### THE DATA
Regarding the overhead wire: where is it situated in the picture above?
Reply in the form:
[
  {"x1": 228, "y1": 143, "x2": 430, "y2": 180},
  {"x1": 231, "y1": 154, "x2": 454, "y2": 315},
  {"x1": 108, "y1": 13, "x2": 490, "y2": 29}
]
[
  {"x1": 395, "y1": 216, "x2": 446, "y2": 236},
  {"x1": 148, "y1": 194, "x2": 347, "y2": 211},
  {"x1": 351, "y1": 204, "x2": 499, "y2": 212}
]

### WHAT THE TASK REQUIRES
Print every entry from the material exactly.

### RESULT FOR THIS TASK
Regarding the overhead wire: where is it situated in the picture above?
Reply in the form:
[
  {"x1": 228, "y1": 143, "x2": 430, "y2": 180},
  {"x1": 231, "y1": 154, "x2": 454, "y2": 315},
  {"x1": 108, "y1": 13, "x2": 490, "y2": 29}
]
[
  {"x1": 395, "y1": 216, "x2": 446, "y2": 236},
  {"x1": 148, "y1": 194, "x2": 347, "y2": 211},
  {"x1": 351, "y1": 204, "x2": 499, "y2": 212}
]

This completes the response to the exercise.